### Questões e tarefas
1 > Diga se cada afirmação concorda com o trecho, respondendo sim ou não e citando as palavras do trecho que decidem: (a) a explosão matou 298 pessoas; (b) Putin foi agente da KGB nos Estados Unidos; (c) ao trocar de cadeira com Dmitri Medvedev, Putin assume o cargo de primeiro-ministro.
2 > Segundo o trecho, para onde voltava o avião que levava Vladimir Putin?
3 > Traduza para o inglês esta frase do trecho: "Pode ser coincidência ou preconceito contra os bravos idealistas que serviram os órgãos de segurança russos antes, durante e depois da revolução bolchevique."

### Trecho do documento
Prudente e algo preocupada, a presidente Dilma Rousseff antecipou-se à fabricação das teorias conspiratórias e recomendou cuidado ao avaliar boatos de que o avião abatido nos céus da Ucrânia foi confundido com o aparelho que levava o presidente Vladimir Putin de volta a Moscou.
Admitiu, assim, a existência de pelo menos duas hipóteses a respeito da explosão que tirou a vida de 298 pessoas: a primeira, veiculada junto com a notícia, sugeria que o aparelho teria sido abatido pelos separatistas ucranianos pró-Rússia; e a outra, com todas as características de contrainformação, pretende que o míssil visava o chefe de Estado russo, que não é propriamente uma persona grata em certos clubes e ligas internacionais.
Compreensível: o ex-agente da KGB na Alemanha ora é presidente com todos os poderes ou troca de cadeira com Dmitri Medvedev, assumindo o cargo de primeiro-ministro, driblando as posturas eleitorais e atendendo às inclinações da alma russa por príncipes e caudilhos.
Putin tem cara e fama de assassino (ou mandante): vários de seus opositores (inclusive jornalistas de oposição) foram sumariamente liquidados com armas sofisticadas (ingestão/injeção de substâncias radioativas) ou tradicionais (armas automáticas com silenciadores). Pode ser coincidência ou preconceito contra os bravos idealistas que serviram os órgãos de segurança russos antes, durante e depois da revolução bolchevique. Um dado é certo: neste exato momento em que há um incêndio internacional lá estão as impressões digitais de V.P. ou de sua alma mater, a KGB.

### Amostra de dados

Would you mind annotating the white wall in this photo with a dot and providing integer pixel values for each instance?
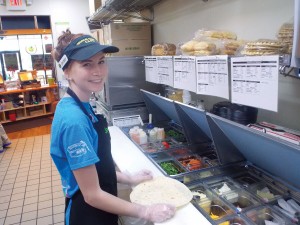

### Respostas escritas
1 >
(a) Sim: "a explosão que tirou a vida de 298 pessoas".
(b) Não: "o ex-agente da KGB na Alemanha".
(c) Sim: "troca de cadeira com Dmitri Medvedev, assumindo o cargo de primeiro-ministro".

2 > De volta a Moscou.

3 > It may be coincidence or prejudice against the brave idealists who served the Russian security agencies before, during and after the Bolshevik revolution.